LISTED ENTRIES:
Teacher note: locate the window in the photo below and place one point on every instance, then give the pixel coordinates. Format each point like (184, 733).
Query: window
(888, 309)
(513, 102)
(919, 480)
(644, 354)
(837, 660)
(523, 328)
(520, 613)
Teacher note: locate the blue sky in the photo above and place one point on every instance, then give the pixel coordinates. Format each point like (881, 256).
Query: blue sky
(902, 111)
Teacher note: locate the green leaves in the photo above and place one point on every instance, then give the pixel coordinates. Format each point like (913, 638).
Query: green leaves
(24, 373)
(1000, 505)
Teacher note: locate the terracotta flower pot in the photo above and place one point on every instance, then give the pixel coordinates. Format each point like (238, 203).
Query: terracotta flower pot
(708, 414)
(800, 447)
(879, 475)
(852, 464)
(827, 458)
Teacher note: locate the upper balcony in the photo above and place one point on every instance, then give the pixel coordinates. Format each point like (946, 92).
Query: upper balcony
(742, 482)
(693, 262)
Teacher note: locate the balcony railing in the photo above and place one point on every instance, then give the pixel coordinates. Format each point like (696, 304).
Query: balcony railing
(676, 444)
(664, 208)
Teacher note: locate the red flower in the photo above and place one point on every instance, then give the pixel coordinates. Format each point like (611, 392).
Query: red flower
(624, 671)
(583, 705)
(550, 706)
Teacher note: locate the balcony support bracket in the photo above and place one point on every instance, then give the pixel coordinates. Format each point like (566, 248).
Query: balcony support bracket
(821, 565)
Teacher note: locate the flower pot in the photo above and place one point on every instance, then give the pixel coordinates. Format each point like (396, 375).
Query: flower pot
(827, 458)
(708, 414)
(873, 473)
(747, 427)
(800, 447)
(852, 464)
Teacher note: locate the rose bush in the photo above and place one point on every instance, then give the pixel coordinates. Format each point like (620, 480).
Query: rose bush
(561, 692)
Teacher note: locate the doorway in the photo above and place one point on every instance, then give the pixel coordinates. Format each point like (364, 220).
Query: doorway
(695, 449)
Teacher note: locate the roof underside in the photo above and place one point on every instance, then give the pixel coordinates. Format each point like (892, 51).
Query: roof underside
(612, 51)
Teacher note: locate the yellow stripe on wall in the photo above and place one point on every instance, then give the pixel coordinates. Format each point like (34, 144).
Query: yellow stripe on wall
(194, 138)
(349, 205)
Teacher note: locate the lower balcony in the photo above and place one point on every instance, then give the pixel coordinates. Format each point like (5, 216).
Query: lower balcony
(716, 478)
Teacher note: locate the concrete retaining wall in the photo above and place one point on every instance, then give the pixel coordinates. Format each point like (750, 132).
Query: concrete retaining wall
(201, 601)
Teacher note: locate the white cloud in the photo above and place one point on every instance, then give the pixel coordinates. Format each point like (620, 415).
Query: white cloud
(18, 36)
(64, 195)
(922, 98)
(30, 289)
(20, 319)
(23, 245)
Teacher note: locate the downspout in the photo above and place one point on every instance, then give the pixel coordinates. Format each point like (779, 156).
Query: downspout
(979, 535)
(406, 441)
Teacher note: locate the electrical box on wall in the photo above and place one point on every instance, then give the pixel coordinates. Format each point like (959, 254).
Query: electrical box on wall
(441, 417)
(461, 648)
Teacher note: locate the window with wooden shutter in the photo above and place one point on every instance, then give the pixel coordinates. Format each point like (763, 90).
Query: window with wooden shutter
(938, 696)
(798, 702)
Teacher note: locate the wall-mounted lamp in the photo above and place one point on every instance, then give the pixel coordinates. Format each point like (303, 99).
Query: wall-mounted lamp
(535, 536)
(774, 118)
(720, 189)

WHAT YOU NEED TO DO: Return the lines from the line containing "Teacher note: locate the electrical" to the end of the entries above, exactly as they appear and with no other output.

OUTPUT FOR THIS TASK:
Teacher note: locate the electrical box on wall in the photo above and place one point on every instance, then give the pixel coordinates. Format each point like (959, 254).
Query: electrical box on wall
(441, 417)
(461, 648)
Teacher note: locate the window with wooden shutter in the photo above and place one point on every instance, then give the pixel coordinates. Format each point like (763, 90).
Query: window with wooden shutter
(938, 696)
(798, 702)
Teacher note: locate the wall-mounted lamp in the photo above and place one point on every instance, then give the pixel coordinates. Format each point like (303, 99).
Query: wall-mounted lamp
(535, 536)
(774, 118)
(720, 189)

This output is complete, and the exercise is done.